Saved entries:
________________

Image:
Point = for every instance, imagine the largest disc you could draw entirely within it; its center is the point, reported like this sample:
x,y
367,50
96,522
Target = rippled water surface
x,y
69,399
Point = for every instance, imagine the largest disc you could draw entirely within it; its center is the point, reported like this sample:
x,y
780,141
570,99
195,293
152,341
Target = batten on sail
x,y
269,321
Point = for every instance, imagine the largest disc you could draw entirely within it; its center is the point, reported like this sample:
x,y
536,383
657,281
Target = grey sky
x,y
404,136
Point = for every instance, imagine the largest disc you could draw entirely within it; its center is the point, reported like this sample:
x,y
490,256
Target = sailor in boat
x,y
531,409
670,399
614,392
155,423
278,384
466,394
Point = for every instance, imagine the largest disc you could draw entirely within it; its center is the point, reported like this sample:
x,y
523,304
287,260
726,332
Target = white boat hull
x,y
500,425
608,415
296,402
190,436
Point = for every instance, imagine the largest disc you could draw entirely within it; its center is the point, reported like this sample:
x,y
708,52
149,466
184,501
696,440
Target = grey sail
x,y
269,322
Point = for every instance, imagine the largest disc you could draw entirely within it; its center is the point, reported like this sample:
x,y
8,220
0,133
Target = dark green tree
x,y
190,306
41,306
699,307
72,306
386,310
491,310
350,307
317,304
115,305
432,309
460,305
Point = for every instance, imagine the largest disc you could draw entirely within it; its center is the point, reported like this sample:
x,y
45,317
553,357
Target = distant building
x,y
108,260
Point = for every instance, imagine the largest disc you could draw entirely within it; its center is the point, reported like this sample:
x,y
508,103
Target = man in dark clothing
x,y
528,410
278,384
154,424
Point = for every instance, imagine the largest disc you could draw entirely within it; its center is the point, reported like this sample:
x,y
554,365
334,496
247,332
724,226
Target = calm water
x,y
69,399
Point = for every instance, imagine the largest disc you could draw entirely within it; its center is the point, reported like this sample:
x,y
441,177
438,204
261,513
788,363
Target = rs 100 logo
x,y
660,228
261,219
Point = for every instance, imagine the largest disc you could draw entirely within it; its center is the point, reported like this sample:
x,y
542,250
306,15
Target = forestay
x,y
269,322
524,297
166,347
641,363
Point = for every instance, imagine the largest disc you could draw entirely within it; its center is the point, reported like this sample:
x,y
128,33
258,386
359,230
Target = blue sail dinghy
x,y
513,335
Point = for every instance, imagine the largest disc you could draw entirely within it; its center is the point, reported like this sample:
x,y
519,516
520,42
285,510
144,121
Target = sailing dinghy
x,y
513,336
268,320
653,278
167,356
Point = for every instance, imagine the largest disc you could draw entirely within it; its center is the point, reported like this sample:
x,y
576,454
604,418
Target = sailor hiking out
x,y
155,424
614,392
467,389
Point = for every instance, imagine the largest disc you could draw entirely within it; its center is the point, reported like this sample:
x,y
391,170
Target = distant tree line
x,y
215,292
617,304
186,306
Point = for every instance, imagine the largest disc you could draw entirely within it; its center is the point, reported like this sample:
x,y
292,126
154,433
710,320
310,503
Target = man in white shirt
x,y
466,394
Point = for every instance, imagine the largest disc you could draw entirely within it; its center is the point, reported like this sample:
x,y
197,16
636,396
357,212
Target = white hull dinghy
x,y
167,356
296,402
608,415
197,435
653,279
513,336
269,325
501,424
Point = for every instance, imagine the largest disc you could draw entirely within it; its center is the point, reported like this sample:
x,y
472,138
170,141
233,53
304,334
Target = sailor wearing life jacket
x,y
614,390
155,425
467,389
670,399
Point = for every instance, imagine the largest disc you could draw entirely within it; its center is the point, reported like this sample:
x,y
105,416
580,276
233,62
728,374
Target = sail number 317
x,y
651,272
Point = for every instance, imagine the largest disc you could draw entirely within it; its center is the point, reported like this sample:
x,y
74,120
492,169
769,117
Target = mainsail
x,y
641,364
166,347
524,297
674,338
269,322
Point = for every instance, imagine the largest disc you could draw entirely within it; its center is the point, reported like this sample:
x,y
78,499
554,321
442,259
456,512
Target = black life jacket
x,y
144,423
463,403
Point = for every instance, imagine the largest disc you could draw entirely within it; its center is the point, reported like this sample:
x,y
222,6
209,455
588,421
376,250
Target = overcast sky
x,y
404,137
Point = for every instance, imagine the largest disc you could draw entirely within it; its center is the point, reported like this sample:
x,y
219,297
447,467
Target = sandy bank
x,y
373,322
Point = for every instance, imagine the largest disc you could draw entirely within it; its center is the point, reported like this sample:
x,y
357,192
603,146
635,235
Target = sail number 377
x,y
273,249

________________

▸ **TO DO**:
Please set down all of the data above again, matching it exactly.

▸ **RESULT OF THIS TASK**:
Image:
Point = for every instance, imagine the largest disc you could draw entirely within it; its center is the point, reported like this sample:
x,y
367,50
96,522
Target = rippled water surface
x,y
69,399
Point = for every instance, imagine the largest disc you could draw entirely within it; its center is the point, reported like this sample:
x,y
780,141
570,99
195,293
152,341
Target = batten on sail
x,y
269,321
Point = for every instance, imagine the largest disc you could draw entirely within it; its center is the point, reported like this sample:
x,y
536,383
657,281
Target = grey sky
x,y
404,136
Point = for every instance, imagine the largest disc you could draw entirely within it; its center is the point, reported like this sample:
x,y
490,256
Target = sailor in boat
x,y
531,409
670,399
614,392
155,423
278,384
466,394
Point = for every instance, imagine the largest disc you could draw entirely within it; its center is the point, reported like this sample:
x,y
523,304
287,260
726,332
Target = white boat hull
x,y
500,425
608,415
296,402
190,436
Point = for every instance, imagine the largest disc you could draw entirely within it; its center is the point, reported like this sample:
x,y
708,52
149,466
184,501
696,440
Target = grey sail
x,y
269,322
Point = for every instance, imagine the largest disc you could draw entirely within it; its center is the point, reported like this sample:
x,y
8,220
0,133
Target = dark green tree
x,y
190,306
41,306
699,307
72,306
386,310
491,310
350,307
317,304
115,305
432,309
460,305
Point = for every instance, imagine the largest disc you could draw entirely within it; its center is the point, reported like this sample:
x,y
45,317
553,357
Target = distant building
x,y
108,260
Point = for every instance, imagine the largest disc you could draw entirely within it; its center is the point, reported like this sample:
x,y
508,103
Target = man in dark clothing
x,y
528,410
278,384
154,424
Point = for every instance, imagine the largest disc you could draw entirely within it; its center is the point, reported like this sample:
x,y
554,365
334,496
247,332
724,226
Target = calm water
x,y
69,399
Point = for every instance, imagine the largest disc you could draw entirely within it; its center is the point, reported like this sample:
x,y
441,177
438,204
261,513
788,363
Target = rs 100 logo
x,y
660,228
261,219
Point = for every instance, imagine the largest disc you could draw entirely within it; its center is the point, reported like this sample:
x,y
542,250
306,15
Target = forestay
x,y
269,322
524,297
166,347
641,363
Point = for every instance, imagine the largest disc you could draw entirely within it; its center is the point, reported like this sample:
x,y
128,33
258,386
359,230
Target = blue sail dinghy
x,y
513,335
Point = for every instance, imagine the largest disc you could draw entirely within it; its center is the point, reported like this sample:
x,y
519,516
520,42
285,510
144,121
Target = sailing dinghy
x,y
513,336
268,320
653,278
167,356
Point = for every instance, imagine the largest disc you could draw entirely within it; its center is the point, reported like this sample:
x,y
576,454
604,418
Target = sailor hiking out
x,y
155,424
614,392
467,389
Point = for every instance, imagine the largest disc you could draw entirely within it; its center is the point, reported like this sample:
x,y
391,170
Target = distant tree line
x,y
215,292
617,304
186,306
Point = for every instance, imagine the largest disc you could draw entirely within it; its center is the point, reported like this sample:
x,y
292,126
154,433
710,320
310,503
Target = man in white shirt
x,y
466,394
Point = for every instance, imagine the largest disc you could draw entirely within it; its center is the point, reported like this sample:
x,y
197,16
636,396
357,212
Target = white hull dinghy
x,y
167,356
296,402
608,415
197,435
653,279
513,336
269,325
501,424
Point = for every instance, imagine the largest disc you could draw entirely within it; its center is the point, reported like this sample:
x,y
472,138
170,141
233,53
304,334
Target = sailor wearing life jacket
x,y
614,390
155,425
467,389
670,399
Point = for every instance, imagine the largest disc you could draw entirely within it; its center is the point, reported like this sample:
x,y
105,416
580,276
233,62
728,374
Target = sail number 317
x,y
651,272
Point = for every instance, imagine the largest disc you could draw entirely within it; its center is the point, reported like this sample:
x,y
74,120
492,169
769,117
Target = mainsail
x,y
641,364
166,347
524,297
674,338
269,322
Point = for every instance, imagine the largest disc you could draw entirely within it; its center is the point, reported like this sample:
x,y
78,499
554,321
442,259
456,512
Target = black life jacket
x,y
144,423
463,403
Point = for every instance, imagine the largest disc you could draw entirely within it; its center is the point, reported like this sample:
x,y
222,6
209,455
588,421
376,250
Target = overcast sky
x,y
404,137
Point = for every instance, imagine the largest disc you could draw entirely within it; its center is the point, reported like this sample:
x,y
219,297
447,467
Target = sandy bank
x,y
373,322
Point = for every instance, imagine the largest disc you could draw entirely within it; its center is the point, reported like this sample:
x,y
357,192
603,146
635,235
Target = sail number 377
x,y
273,249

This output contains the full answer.